>> BEGIN Provided records

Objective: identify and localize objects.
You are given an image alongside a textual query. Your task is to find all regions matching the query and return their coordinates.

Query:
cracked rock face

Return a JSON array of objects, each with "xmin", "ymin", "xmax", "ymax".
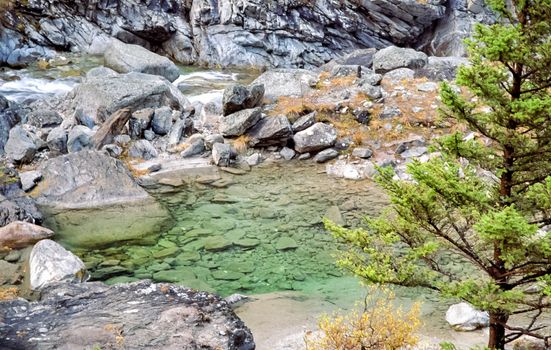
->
[
  {"xmin": 0, "ymin": 281, "xmax": 255, "ymax": 350},
  {"xmin": 0, "ymin": 0, "xmax": 483, "ymax": 68}
]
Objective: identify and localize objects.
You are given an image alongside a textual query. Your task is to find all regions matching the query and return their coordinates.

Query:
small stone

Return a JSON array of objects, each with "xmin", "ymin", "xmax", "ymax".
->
[
  {"xmin": 352, "ymin": 147, "xmax": 373, "ymax": 159},
  {"xmin": 279, "ymin": 147, "xmax": 296, "ymax": 161},
  {"xmin": 275, "ymin": 237, "xmax": 298, "ymax": 250},
  {"xmin": 314, "ymin": 148, "xmax": 339, "ymax": 163}
]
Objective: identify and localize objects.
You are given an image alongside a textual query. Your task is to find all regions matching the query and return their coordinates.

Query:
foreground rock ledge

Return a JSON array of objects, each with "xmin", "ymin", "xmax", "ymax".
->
[{"xmin": 0, "ymin": 281, "xmax": 255, "ymax": 350}]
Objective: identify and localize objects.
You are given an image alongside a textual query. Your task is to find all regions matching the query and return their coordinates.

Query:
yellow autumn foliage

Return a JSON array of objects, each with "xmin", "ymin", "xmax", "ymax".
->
[{"xmin": 305, "ymin": 289, "xmax": 421, "ymax": 350}]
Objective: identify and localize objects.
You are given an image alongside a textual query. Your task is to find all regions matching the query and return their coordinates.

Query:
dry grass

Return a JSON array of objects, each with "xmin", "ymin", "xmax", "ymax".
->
[{"xmin": 232, "ymin": 135, "xmax": 251, "ymax": 154}]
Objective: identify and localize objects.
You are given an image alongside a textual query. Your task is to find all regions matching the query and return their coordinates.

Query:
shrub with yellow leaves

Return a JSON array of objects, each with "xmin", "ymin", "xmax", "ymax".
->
[{"xmin": 304, "ymin": 287, "xmax": 421, "ymax": 350}]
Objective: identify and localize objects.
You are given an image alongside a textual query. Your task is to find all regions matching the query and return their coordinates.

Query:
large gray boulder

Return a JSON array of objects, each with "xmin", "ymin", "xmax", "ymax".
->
[
  {"xmin": 219, "ymin": 107, "xmax": 262, "ymax": 137},
  {"xmin": 128, "ymin": 140, "xmax": 159, "ymax": 160},
  {"xmin": 373, "ymin": 46, "xmax": 428, "ymax": 73},
  {"xmin": 293, "ymin": 123, "xmax": 337, "ymax": 153},
  {"xmin": 46, "ymin": 126, "xmax": 67, "ymax": 154},
  {"xmin": 65, "ymin": 72, "xmax": 188, "ymax": 124},
  {"xmin": 0, "ymin": 281, "xmax": 255, "ymax": 350},
  {"xmin": 222, "ymin": 84, "xmax": 264, "ymax": 115},
  {"xmin": 0, "ymin": 221, "xmax": 54, "ymax": 249},
  {"xmin": 446, "ymin": 302, "xmax": 490, "ymax": 332},
  {"xmin": 29, "ymin": 239, "xmax": 88, "ymax": 290},
  {"xmin": 92, "ymin": 108, "xmax": 132, "ymax": 149},
  {"xmin": 33, "ymin": 151, "xmax": 151, "ymax": 209},
  {"xmin": 253, "ymin": 69, "xmax": 318, "ymax": 100},
  {"xmin": 5, "ymin": 126, "xmax": 38, "ymax": 163},
  {"xmin": 67, "ymin": 125, "xmax": 94, "ymax": 153},
  {"xmin": 247, "ymin": 115, "xmax": 293, "ymax": 147},
  {"xmin": 103, "ymin": 40, "xmax": 180, "ymax": 82},
  {"xmin": 0, "ymin": 95, "xmax": 21, "ymax": 156}
]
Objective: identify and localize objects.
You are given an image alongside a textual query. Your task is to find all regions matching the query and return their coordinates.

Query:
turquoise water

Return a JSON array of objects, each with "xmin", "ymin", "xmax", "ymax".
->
[{"xmin": 70, "ymin": 162, "xmax": 385, "ymax": 295}]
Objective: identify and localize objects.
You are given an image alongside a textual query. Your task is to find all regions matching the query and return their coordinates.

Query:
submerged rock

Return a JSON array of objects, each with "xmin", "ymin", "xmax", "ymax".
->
[
  {"xmin": 29, "ymin": 239, "xmax": 88, "ymax": 290},
  {"xmin": 0, "ymin": 221, "xmax": 54, "ymax": 249},
  {"xmin": 103, "ymin": 40, "xmax": 180, "ymax": 82},
  {"xmin": 0, "ymin": 281, "xmax": 255, "ymax": 350}
]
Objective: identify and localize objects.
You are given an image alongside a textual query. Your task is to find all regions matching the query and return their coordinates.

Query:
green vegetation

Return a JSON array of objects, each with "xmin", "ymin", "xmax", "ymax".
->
[{"xmin": 326, "ymin": 0, "xmax": 551, "ymax": 349}]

>> END Provided records

*Written request*:
Show every line of the material above that contains the string "yellow".

*Task response*:
yellow autumn foliage
shrub with yellow leaves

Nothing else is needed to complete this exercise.